((

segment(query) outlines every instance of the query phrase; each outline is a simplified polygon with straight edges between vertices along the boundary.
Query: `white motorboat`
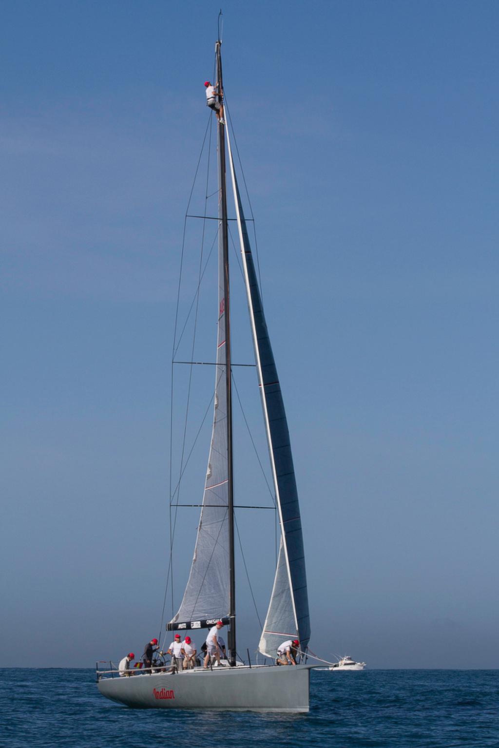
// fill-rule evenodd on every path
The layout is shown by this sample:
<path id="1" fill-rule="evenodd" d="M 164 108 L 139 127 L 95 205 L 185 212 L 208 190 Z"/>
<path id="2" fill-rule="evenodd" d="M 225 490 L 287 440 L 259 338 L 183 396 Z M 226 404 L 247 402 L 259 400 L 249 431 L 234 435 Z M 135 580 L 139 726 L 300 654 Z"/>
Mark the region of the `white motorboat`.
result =
<path id="1" fill-rule="evenodd" d="M 222 92 L 221 44 L 219 34 L 215 45 L 217 96 Z M 224 98 L 224 102 L 225 100 Z M 225 120 L 218 117 L 216 120 L 218 189 L 214 194 L 218 194 L 218 215 L 206 215 L 205 204 L 203 215 L 186 215 L 186 219 L 203 221 L 206 232 L 215 233 L 213 245 L 218 239 L 218 276 L 214 278 L 218 297 L 213 295 L 217 304 L 216 307 L 212 304 L 213 322 L 217 325 L 216 355 L 215 361 L 209 364 L 215 370 L 215 381 L 202 503 L 194 503 L 197 497 L 194 501 L 189 499 L 189 503 L 180 503 L 177 489 L 171 493 L 171 510 L 175 514 L 183 506 L 200 506 L 201 512 L 187 585 L 167 630 L 183 634 L 210 628 L 221 620 L 228 626 L 229 666 L 198 666 L 177 672 L 175 668 L 153 663 L 153 668 L 131 671 L 129 676 L 126 674 L 128 677 L 124 674 L 120 677 L 119 672 L 111 667 L 106 671 L 97 670 L 97 683 L 103 696 L 132 707 L 306 712 L 309 708 L 310 670 L 314 666 L 306 664 L 303 657 L 310 639 L 310 617 L 298 493 L 286 413 L 238 187 L 230 145 L 233 133 L 229 132 L 227 112 L 224 117 Z M 227 218 L 226 160 L 234 199 L 235 217 L 230 219 Z M 251 365 L 257 374 L 255 384 L 260 393 L 279 525 L 277 565 L 274 572 L 272 560 L 272 568 L 269 569 L 269 582 L 272 574 L 274 584 L 258 645 L 260 654 L 266 658 L 263 664 L 251 663 L 249 656 L 248 661 L 242 664 L 236 649 L 234 510 L 274 507 L 239 507 L 234 503 L 231 393 L 232 367 L 235 364 L 230 358 L 228 220 L 236 222 L 239 235 L 245 286 L 243 292 L 248 301 L 254 350 L 254 364 Z M 176 339 L 172 371 L 177 364 L 189 364 L 192 370 L 197 362 L 175 360 L 178 344 Z M 184 469 L 185 465 L 181 464 L 181 476 Z M 201 470 L 204 473 L 203 468 Z M 138 548 L 137 552 L 141 552 Z M 278 647 L 284 640 L 295 639 L 300 643 L 301 661 L 299 657 L 296 666 L 276 666 Z"/>
<path id="2" fill-rule="evenodd" d="M 355 662 L 349 654 L 340 657 L 337 662 L 330 667 L 329 670 L 364 670 L 365 662 Z"/>

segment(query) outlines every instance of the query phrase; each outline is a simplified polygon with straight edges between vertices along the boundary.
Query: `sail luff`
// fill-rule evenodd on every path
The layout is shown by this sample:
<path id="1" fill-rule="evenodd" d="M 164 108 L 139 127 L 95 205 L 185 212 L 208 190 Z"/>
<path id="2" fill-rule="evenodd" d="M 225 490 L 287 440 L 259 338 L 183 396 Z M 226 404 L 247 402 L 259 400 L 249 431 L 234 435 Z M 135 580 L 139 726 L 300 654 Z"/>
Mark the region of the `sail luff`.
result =
<path id="1" fill-rule="evenodd" d="M 302 648 L 306 647 L 310 638 L 303 539 L 286 414 L 239 193 L 228 128 L 227 147 L 255 359 L 281 531 L 274 587 L 260 645 L 261 652 L 274 656 L 280 637 L 289 638 L 291 634 L 293 638 L 298 637 Z M 289 551 L 290 543 L 293 546 L 293 557 Z M 283 556 L 287 580 L 283 577 Z M 277 627 L 278 631 L 268 631 L 271 619 L 280 620 L 285 625 Z M 288 631 L 292 628 L 293 631 Z"/>

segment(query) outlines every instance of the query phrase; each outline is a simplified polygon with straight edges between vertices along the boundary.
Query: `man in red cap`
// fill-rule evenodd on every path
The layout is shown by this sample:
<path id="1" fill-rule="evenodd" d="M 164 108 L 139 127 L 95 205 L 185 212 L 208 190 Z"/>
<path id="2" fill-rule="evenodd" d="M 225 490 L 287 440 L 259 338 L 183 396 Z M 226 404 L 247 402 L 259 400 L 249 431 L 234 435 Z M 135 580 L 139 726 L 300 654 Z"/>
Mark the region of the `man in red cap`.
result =
<path id="1" fill-rule="evenodd" d="M 196 664 L 196 645 L 190 637 L 186 637 L 182 643 L 181 652 L 183 655 L 184 670 L 188 670 Z"/>
<path id="2" fill-rule="evenodd" d="M 155 652 L 159 649 L 157 639 L 151 639 L 150 642 L 146 644 L 144 654 L 142 655 L 142 662 L 144 667 L 151 667 L 153 664 L 153 652 Z"/>
<path id="3" fill-rule="evenodd" d="M 223 104 L 221 103 L 221 99 L 224 97 L 224 94 L 221 91 L 218 91 L 218 84 L 215 83 L 215 85 L 212 86 L 209 81 L 205 81 L 204 88 L 206 90 L 206 106 L 209 106 L 210 109 L 213 110 L 220 124 L 224 125 L 225 120 L 224 119 L 224 106 Z"/>
<path id="4" fill-rule="evenodd" d="M 278 665 L 296 665 L 296 654 L 300 648 L 298 639 L 290 639 L 278 647 Z"/>
<path id="5" fill-rule="evenodd" d="M 166 650 L 166 654 L 171 655 L 171 669 L 180 670 L 182 663 L 182 642 L 180 634 L 175 634 L 175 638 Z"/>
<path id="6" fill-rule="evenodd" d="M 208 663 L 209 663 L 210 657 L 215 656 L 218 664 L 221 667 L 224 667 L 224 665 L 220 662 L 220 647 L 218 646 L 218 634 L 220 629 L 222 628 L 224 624 L 221 621 L 217 621 L 214 626 L 209 629 L 208 636 L 206 637 L 206 656 L 204 658 L 204 669 L 208 669 Z"/>
<path id="7" fill-rule="evenodd" d="M 120 671 L 120 675 L 132 675 L 129 670 L 130 663 L 133 659 L 135 659 L 135 655 L 133 654 L 133 652 L 129 652 L 128 654 L 123 658 L 123 660 L 120 660 L 120 664 L 118 665 L 117 668 L 118 670 Z"/>

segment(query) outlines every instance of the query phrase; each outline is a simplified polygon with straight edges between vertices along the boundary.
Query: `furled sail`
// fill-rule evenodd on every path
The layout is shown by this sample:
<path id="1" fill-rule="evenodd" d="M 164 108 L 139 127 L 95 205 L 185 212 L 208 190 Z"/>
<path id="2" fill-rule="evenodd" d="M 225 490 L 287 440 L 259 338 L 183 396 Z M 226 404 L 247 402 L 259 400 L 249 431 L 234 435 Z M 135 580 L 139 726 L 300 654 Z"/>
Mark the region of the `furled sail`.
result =
<path id="1" fill-rule="evenodd" d="M 199 628 L 229 612 L 229 518 L 225 301 L 221 230 L 218 232 L 218 324 L 213 429 L 203 507 L 186 592 L 168 628 Z"/>
<path id="2" fill-rule="evenodd" d="M 304 650 L 310 639 L 301 521 L 281 385 L 263 314 L 251 248 L 241 203 L 227 129 L 227 146 L 241 254 L 253 331 L 270 462 L 279 511 L 281 542 L 274 587 L 259 649 L 275 657 L 283 640 L 296 638 Z"/>

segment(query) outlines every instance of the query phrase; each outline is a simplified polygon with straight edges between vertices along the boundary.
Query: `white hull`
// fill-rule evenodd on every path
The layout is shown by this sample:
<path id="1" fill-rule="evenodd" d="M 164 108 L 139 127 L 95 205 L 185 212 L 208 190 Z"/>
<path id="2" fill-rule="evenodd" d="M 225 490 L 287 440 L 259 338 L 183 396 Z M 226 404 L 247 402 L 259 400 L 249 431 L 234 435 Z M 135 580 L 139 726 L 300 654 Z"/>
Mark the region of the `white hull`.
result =
<path id="1" fill-rule="evenodd" d="M 310 666 L 215 668 L 99 681 L 102 696 L 153 709 L 307 712 Z"/>
<path id="2" fill-rule="evenodd" d="M 365 665 L 361 665 L 360 663 L 355 663 L 355 665 L 339 665 L 337 667 L 330 667 L 328 669 L 331 672 L 335 670 L 340 670 L 342 672 L 345 670 L 364 670 Z"/>

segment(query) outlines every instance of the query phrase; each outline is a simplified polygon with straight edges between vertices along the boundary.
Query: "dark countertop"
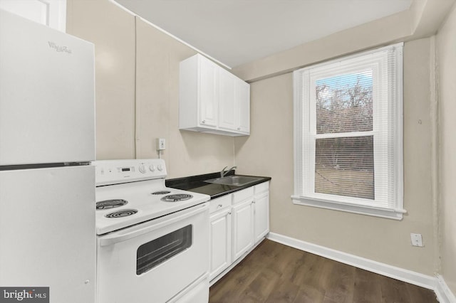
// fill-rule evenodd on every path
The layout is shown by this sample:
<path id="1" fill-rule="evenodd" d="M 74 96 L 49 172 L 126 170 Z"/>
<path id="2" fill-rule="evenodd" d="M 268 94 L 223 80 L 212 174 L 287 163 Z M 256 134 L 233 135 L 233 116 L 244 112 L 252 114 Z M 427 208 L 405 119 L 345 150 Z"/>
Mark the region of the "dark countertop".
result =
<path id="1" fill-rule="evenodd" d="M 234 171 L 232 171 L 227 176 L 234 175 Z M 247 176 L 247 175 L 236 175 Z M 172 188 L 182 189 L 184 191 L 193 191 L 194 193 L 205 193 L 211 196 L 211 199 L 221 197 L 224 195 L 240 191 L 250 186 L 253 186 L 260 183 L 266 182 L 271 180 L 271 177 L 263 177 L 258 176 L 249 176 L 261 178 L 260 180 L 245 184 L 242 186 L 236 186 L 233 185 L 216 184 L 214 183 L 204 182 L 205 180 L 220 178 L 220 173 L 211 173 L 204 175 L 191 176 L 183 178 L 176 178 L 166 179 L 165 184 L 166 187 Z"/>

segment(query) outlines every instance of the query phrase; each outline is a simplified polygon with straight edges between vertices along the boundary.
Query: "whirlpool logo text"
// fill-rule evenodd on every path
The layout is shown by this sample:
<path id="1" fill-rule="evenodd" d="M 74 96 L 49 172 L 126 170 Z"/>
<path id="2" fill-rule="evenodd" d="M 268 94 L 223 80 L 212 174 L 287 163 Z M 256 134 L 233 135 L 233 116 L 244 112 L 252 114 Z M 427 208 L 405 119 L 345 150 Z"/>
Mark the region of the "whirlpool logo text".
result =
<path id="1" fill-rule="evenodd" d="M 56 51 L 61 53 L 61 52 L 65 52 L 67 53 L 71 53 L 71 50 L 70 48 L 68 48 L 68 46 L 58 46 L 57 44 L 56 44 L 56 43 L 52 42 L 52 41 L 48 41 L 48 44 L 49 45 L 49 47 L 51 48 L 53 48 L 55 49 Z"/>

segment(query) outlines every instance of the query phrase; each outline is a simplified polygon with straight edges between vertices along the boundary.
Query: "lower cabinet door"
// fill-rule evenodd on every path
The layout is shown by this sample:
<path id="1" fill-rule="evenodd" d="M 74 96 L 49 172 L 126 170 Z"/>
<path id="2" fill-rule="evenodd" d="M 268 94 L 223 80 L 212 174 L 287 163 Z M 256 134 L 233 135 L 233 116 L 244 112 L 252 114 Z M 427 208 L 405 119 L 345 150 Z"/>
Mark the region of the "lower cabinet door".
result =
<path id="1" fill-rule="evenodd" d="M 211 214 L 209 277 L 212 280 L 232 263 L 231 207 Z"/>
<path id="2" fill-rule="evenodd" d="M 233 206 L 233 260 L 254 245 L 253 197 Z"/>
<path id="3" fill-rule="evenodd" d="M 269 232 L 269 193 L 255 196 L 255 243 Z"/>

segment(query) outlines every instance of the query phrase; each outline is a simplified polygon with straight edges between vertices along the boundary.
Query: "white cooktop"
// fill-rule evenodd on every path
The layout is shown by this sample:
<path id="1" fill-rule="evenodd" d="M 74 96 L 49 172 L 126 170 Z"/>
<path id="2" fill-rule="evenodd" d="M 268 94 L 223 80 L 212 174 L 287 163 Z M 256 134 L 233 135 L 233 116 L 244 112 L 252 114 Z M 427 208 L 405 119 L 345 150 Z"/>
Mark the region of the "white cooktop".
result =
<path id="1" fill-rule="evenodd" d="M 126 204 L 119 207 L 96 211 L 97 235 L 152 220 L 210 199 L 208 195 L 166 188 L 166 169 L 165 162 L 161 159 L 105 160 L 93 164 L 96 166 L 96 202 L 108 200 L 127 201 Z M 155 167 L 153 171 L 152 166 Z M 161 167 L 161 169 L 159 171 L 157 167 Z M 169 193 L 153 193 L 157 191 Z M 188 194 L 192 197 L 175 202 L 162 200 L 166 196 L 175 194 Z M 134 213 L 123 216 L 125 213 Z M 114 218 L 109 218 L 110 214 Z"/>

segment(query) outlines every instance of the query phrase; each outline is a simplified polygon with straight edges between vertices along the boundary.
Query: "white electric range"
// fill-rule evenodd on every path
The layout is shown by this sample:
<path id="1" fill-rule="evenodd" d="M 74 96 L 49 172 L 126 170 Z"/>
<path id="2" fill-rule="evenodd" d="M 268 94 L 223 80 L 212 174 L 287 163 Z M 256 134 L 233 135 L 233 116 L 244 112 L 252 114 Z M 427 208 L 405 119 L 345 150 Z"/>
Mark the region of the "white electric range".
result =
<path id="1" fill-rule="evenodd" d="M 167 188 L 162 159 L 95 166 L 97 302 L 207 302 L 207 195 Z"/>

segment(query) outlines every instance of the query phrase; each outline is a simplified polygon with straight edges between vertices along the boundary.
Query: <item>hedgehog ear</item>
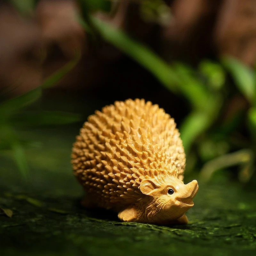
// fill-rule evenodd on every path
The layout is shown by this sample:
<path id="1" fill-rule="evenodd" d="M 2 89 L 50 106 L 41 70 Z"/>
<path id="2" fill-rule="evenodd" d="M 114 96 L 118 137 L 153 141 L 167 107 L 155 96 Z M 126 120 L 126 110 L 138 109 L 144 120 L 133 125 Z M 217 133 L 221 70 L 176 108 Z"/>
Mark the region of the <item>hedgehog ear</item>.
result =
<path id="1" fill-rule="evenodd" d="M 143 194 L 149 195 L 150 192 L 157 188 L 152 180 L 145 179 L 140 182 L 140 189 Z"/>

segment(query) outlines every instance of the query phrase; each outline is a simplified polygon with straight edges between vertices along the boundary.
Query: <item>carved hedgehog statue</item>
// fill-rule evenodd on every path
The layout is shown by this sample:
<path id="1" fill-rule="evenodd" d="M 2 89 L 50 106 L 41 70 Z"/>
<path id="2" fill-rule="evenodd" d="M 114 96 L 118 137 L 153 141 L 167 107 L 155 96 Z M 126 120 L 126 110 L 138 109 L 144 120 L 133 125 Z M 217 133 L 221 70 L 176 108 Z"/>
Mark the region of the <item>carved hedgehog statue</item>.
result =
<path id="1" fill-rule="evenodd" d="M 90 116 L 76 139 L 71 163 L 84 206 L 112 209 L 125 221 L 188 223 L 197 182 L 184 184 L 180 133 L 158 105 L 116 101 Z"/>

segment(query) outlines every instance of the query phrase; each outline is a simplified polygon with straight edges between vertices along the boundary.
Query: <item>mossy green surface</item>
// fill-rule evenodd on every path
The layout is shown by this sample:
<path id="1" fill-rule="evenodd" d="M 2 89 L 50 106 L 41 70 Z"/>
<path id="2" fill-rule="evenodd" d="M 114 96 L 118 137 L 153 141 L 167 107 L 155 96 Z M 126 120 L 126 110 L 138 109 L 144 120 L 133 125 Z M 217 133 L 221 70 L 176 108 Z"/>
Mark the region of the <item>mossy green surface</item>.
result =
<path id="1" fill-rule="evenodd" d="M 116 213 L 82 208 L 69 164 L 77 132 L 67 126 L 24 132 L 42 141 L 26 151 L 26 181 L 8 152 L 2 157 L 0 208 L 13 214 L 0 214 L 0 255 L 255 255 L 255 193 L 238 183 L 199 183 L 187 225 L 122 223 Z"/>

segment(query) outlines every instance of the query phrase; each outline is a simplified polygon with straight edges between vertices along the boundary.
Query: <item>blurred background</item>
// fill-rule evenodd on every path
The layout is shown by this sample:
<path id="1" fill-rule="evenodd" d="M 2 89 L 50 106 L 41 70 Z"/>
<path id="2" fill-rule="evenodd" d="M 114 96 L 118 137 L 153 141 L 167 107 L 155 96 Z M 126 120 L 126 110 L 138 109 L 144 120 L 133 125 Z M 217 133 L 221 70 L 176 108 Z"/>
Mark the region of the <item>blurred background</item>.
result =
<path id="1" fill-rule="evenodd" d="M 256 184 L 255 1 L 0 3 L 4 186 L 74 189 L 69 155 L 84 122 L 136 98 L 175 119 L 186 179 Z"/>
<path id="2" fill-rule="evenodd" d="M 256 62 L 255 0 L 0 0 L 0 254 L 254 256 Z M 188 225 L 80 206 L 79 129 L 137 98 L 180 132 Z"/>

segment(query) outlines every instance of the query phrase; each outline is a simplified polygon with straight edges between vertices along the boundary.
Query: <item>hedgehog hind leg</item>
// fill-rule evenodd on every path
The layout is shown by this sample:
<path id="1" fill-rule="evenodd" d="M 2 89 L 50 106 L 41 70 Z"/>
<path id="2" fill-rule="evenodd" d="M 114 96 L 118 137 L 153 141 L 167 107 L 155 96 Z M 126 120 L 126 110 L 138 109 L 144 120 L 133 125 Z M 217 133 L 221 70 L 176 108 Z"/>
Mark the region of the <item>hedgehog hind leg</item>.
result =
<path id="1" fill-rule="evenodd" d="M 119 212 L 118 217 L 123 221 L 136 221 L 138 218 L 137 210 L 134 207 L 126 208 Z"/>

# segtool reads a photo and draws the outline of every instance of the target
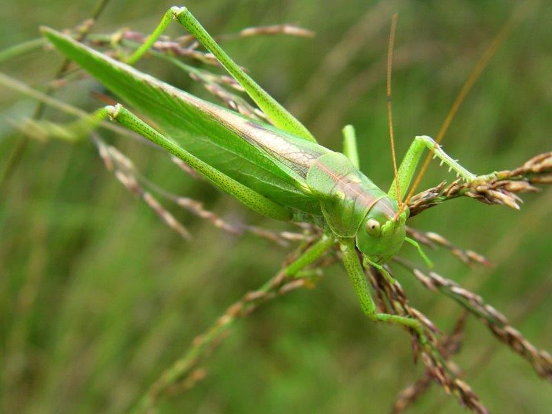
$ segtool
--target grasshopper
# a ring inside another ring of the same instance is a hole
[[[173,20],[213,53],[273,125],[201,99],[132,67]],[[388,190],[382,190],[359,169],[352,127],[344,129],[344,153],[319,144],[299,120],[224,52],[184,7],[170,8],[147,40],[124,61],[52,29],[41,30],[56,48],[151,120],[155,128],[119,103],[96,111],[92,117],[95,125],[109,117],[148,138],[261,215],[321,226],[323,236],[288,266],[286,274],[297,276],[338,244],[366,315],[373,321],[412,329],[426,343],[419,321],[378,311],[363,264],[375,266],[391,277],[383,265],[405,241],[425,258],[417,242],[406,236],[405,225],[409,214],[405,195],[424,149],[466,181],[489,176],[470,172],[433,139],[418,136],[395,168]]]

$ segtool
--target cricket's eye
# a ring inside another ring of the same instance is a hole
[[[368,219],[366,221],[366,233],[371,236],[379,235],[380,225],[379,221],[375,219]]]

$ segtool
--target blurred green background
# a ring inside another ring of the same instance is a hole
[[[95,3],[2,1],[0,48],[37,37],[41,24],[73,27]],[[355,125],[362,168],[386,188],[392,171],[384,60],[393,12],[400,12],[393,82],[400,156],[415,135],[435,135],[516,3],[190,0],[186,6],[214,34],[282,22],[315,31],[314,39],[259,37],[229,41],[225,48],[325,146],[339,149],[341,128]],[[172,5],[112,0],[94,31],[147,32]],[[551,149],[551,31],[552,4],[541,1],[501,46],[455,119],[445,149],[475,172],[513,168]],[[176,25],[170,30],[180,32]],[[53,52],[39,51],[3,63],[0,70],[40,86],[61,61]],[[206,96],[168,66],[141,67]],[[99,106],[89,95],[92,86],[80,82],[56,96],[90,110]],[[0,88],[2,167],[21,139],[8,121],[30,116],[35,105]],[[63,119],[50,110],[46,117]],[[190,179],[158,152],[105,136],[171,191],[201,200],[230,221],[286,228]],[[422,186],[444,177],[451,177],[433,166]],[[487,255],[493,268],[470,269],[443,250],[430,252],[438,273],[475,289],[550,351],[552,189],[524,199],[520,212],[459,199],[413,224]],[[252,235],[230,237],[172,211],[189,226],[192,242],[130,195],[90,141],[30,142],[0,194],[3,412],[128,409],[195,335],[273,275],[288,250]],[[411,304],[449,329],[458,307],[396,273]],[[455,360],[492,411],[550,412],[550,384],[473,319]],[[338,266],[315,289],[272,301],[237,323],[204,366],[207,377],[163,399],[160,412],[387,412],[398,391],[423,372],[412,362],[407,335],[364,319]],[[411,412],[463,410],[433,386]]]

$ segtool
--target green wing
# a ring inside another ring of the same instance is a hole
[[[159,132],[178,146],[273,201],[319,213],[318,203],[309,194],[304,178],[282,168],[266,150],[244,139],[221,119],[221,114],[237,115],[236,112],[177,89],[52,29],[43,28],[42,32],[59,50],[153,121]],[[267,133],[275,133],[261,124],[247,121],[266,129]]]

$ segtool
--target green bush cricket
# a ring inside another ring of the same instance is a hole
[[[149,50],[173,19],[215,55],[275,126],[204,101],[130,66]],[[155,125],[153,128],[117,104],[101,108],[87,119],[92,126],[109,117],[178,157],[253,210],[278,220],[319,225],[324,229],[324,235],[286,268],[288,275],[298,275],[338,244],[366,316],[411,328],[422,343],[426,343],[417,320],[378,312],[357,249],[364,264],[378,268],[388,277],[382,265],[399,251],[404,241],[414,245],[426,259],[417,244],[406,237],[408,209],[404,199],[424,149],[428,149],[466,181],[488,176],[472,174],[431,138],[419,136],[395,168],[395,179],[388,190],[382,190],[359,170],[352,127],[344,129],[344,153],[318,144],[306,128],[221,49],[186,8],[169,10],[126,63],[52,29],[43,28],[43,33],[67,57]]]

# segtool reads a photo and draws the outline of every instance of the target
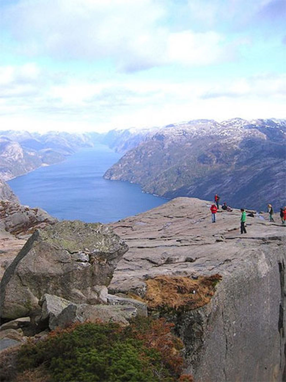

))

# The task:
State how many lines of the records contain the string "text", giving only the number.

# Solution below:
2